- _Document_:
= = =
Target RTO vs Actual RTO

RTO (Recovery Time Objective) is "the time allowed from disaster to service recovery." A Game Day's most important output is the actual, measured RTO. In the script above, T1 - T0 is precisely that number.

ItemTarget RTOMeasured RTOVerdict
Apply offset translation5 min7 min⚠️ over
Endpoint cutover (DNS TTL)2 min9 min❌ TTL too high
Confirm consumer resume5 min4 min
Total30 min42 min

Every item that overshoots its target becomes an improvement task to fix before the next quarter. In the example above, DNS TTL was too long and cutover took 9 minutes — yielding an improvement to drop the failover TTL to 30 seconds. Without measurement, that "30 minutes" is just letters on a slide.


4. Consistency Validation — Replicated Doesn't Mean Identical

Even with zero replication lag and RTO within target, whether the data actually matches is a separate question. Consistency validation is done through automated cross-cluster checks.

4-1. Per-Topic/Partition Message Counts

The most basic check compares message counts (or high-watermark differences) between the two clusters at the topic/partition level.

def compare_message_counts(primary_admin, dr_admin, topic):
    p_offsets = primary_admin.end_offsets_per_partition(topic)
    # MM2 mirrors to DR as "<source>.topic", so account for the prefix
    d_offsets = dr_admin.end_offsets_per_partition(f"primary.{topic}")
 
    diffs = {}
    for partition, p_end in p_offsets.items():
        d_end = d_offsets.get(partition, 0)
        # A gap the size of replication lag is normal; beyond the RPO-equivalent is suspect
        diffs[partition] = p_end - d_end
 
    return diffs   # sustained/growing positive values suggest replication loss

4-2. Sampled Checksums

Counts can match while content differs. Sampling a range of offsets in each partition and comparing the message-payload checksum (e.g., CRC32/hash) on both sides catches tampering and ordering drift that counts miss.
= = =
(Point labeling examples)
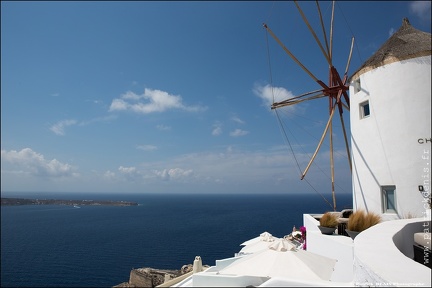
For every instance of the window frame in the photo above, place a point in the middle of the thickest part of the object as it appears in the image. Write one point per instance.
(362, 106)
(385, 199)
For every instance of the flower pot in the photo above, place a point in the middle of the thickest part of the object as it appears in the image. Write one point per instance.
(327, 230)
(352, 234)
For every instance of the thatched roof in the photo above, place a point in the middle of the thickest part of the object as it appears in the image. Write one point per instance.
(406, 43)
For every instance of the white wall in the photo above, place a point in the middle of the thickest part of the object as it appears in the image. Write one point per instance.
(337, 247)
(385, 147)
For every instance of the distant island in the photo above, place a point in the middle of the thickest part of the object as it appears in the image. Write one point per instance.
(23, 201)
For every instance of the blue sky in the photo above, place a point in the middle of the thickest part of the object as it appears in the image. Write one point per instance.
(173, 97)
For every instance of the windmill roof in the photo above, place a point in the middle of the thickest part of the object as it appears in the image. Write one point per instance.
(406, 43)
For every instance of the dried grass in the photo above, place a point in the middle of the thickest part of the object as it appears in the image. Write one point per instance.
(329, 220)
(360, 220)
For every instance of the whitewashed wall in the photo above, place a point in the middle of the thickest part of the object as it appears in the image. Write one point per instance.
(390, 146)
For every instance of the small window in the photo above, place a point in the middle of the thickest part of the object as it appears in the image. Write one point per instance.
(357, 86)
(389, 199)
(364, 109)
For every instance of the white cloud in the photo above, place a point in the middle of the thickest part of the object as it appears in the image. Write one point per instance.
(150, 102)
(237, 119)
(238, 133)
(147, 147)
(421, 9)
(217, 129)
(173, 174)
(270, 95)
(59, 127)
(35, 164)
(163, 127)
(127, 170)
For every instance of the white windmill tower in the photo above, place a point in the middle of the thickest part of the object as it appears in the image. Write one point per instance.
(390, 120)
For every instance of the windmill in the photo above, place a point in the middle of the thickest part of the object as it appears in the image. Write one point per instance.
(335, 90)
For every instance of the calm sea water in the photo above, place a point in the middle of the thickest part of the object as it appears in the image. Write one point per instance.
(97, 246)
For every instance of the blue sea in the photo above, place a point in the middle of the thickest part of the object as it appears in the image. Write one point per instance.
(97, 246)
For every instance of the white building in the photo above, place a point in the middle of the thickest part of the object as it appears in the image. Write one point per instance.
(390, 110)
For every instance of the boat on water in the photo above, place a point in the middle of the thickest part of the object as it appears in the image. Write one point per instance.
(390, 111)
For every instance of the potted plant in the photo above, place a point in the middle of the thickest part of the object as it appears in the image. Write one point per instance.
(328, 223)
(360, 221)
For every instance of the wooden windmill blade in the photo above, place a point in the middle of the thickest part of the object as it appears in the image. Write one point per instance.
(335, 90)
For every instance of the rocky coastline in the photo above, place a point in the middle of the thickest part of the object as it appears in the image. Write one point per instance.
(24, 201)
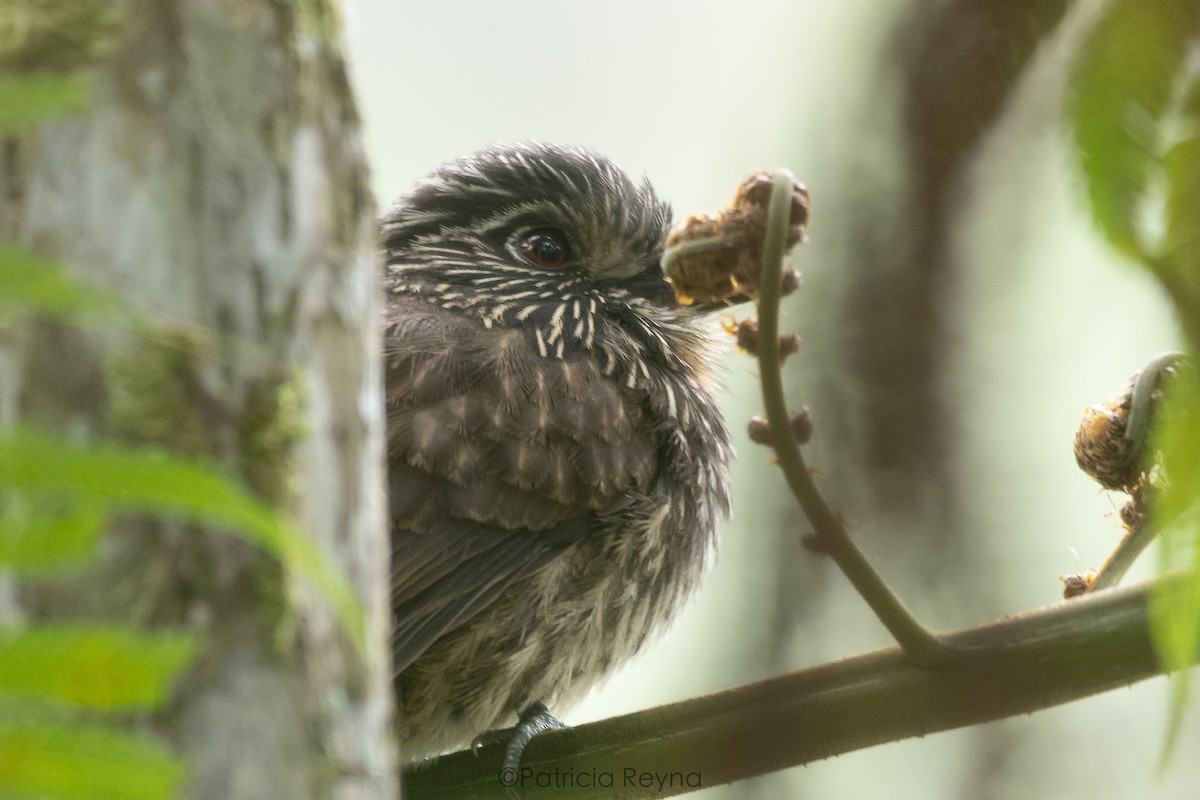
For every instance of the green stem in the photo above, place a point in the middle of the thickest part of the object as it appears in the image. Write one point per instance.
(918, 643)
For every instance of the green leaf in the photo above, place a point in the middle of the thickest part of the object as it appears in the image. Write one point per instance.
(28, 100)
(1175, 605)
(77, 763)
(156, 482)
(93, 666)
(31, 282)
(1122, 86)
(39, 533)
(1180, 265)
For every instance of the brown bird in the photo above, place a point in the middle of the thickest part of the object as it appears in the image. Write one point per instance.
(557, 463)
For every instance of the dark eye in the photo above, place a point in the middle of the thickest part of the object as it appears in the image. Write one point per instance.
(545, 247)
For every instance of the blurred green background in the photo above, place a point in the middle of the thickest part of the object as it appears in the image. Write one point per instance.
(958, 312)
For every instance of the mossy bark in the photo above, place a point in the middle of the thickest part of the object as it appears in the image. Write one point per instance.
(217, 186)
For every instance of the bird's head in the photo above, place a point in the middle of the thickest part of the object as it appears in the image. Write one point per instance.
(553, 240)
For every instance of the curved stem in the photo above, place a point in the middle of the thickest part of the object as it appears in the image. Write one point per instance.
(1138, 425)
(1135, 540)
(918, 643)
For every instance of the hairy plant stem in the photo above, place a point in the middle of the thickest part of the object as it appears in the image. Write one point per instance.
(918, 643)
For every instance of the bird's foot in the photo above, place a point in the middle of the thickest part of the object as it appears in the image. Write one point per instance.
(533, 721)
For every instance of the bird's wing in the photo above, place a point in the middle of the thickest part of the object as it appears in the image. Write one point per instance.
(499, 461)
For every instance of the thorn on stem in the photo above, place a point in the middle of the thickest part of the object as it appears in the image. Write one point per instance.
(759, 429)
(802, 425)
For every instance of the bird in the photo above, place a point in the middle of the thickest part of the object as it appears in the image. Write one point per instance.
(557, 464)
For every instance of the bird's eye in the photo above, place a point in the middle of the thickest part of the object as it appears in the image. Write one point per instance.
(545, 247)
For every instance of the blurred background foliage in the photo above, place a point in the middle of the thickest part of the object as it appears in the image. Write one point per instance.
(78, 686)
(960, 306)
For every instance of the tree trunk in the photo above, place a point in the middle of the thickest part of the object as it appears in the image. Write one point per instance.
(216, 185)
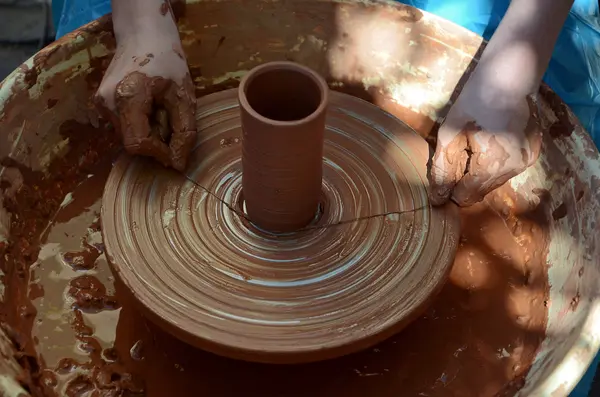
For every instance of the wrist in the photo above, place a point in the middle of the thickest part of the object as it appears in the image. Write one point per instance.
(519, 51)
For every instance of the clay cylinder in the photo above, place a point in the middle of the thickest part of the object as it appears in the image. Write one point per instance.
(283, 107)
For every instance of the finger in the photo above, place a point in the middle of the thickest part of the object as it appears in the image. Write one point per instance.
(180, 103)
(134, 104)
(449, 161)
(493, 162)
(105, 112)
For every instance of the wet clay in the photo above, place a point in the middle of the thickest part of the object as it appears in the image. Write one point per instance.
(489, 318)
(283, 107)
(367, 267)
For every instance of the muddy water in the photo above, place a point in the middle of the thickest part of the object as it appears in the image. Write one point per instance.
(477, 339)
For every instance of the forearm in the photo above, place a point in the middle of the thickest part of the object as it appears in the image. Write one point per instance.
(149, 19)
(519, 52)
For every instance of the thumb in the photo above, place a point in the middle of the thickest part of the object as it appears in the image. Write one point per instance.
(180, 103)
(449, 161)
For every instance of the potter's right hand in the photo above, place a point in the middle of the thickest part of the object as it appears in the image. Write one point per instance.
(489, 136)
(148, 76)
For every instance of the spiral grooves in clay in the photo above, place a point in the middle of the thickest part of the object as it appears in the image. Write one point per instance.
(208, 276)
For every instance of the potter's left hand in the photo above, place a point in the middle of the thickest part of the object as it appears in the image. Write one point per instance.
= = =
- _Set task A_:
Copy the passage of the disaster recovery text that begins at the words "# MM2 mirrors" and stops after the words "d_end = d_offsets.get(partition, 0)".
- _Set task B_:
How many lines of the entries contain the string "potter"? Reply with the number alone.

- _Full response A_:
# MM2 mirrors to DR as "<source>.topic", so account for the prefix
    d_offsets = dr_admin.end_offsets_per_partition(f"primary.{topic}")
 
    diffs = {}
    for partition, p_end in p_offsets.items():
        d_end = d_offsets.get(partition, 0)

- _Full response B_:
2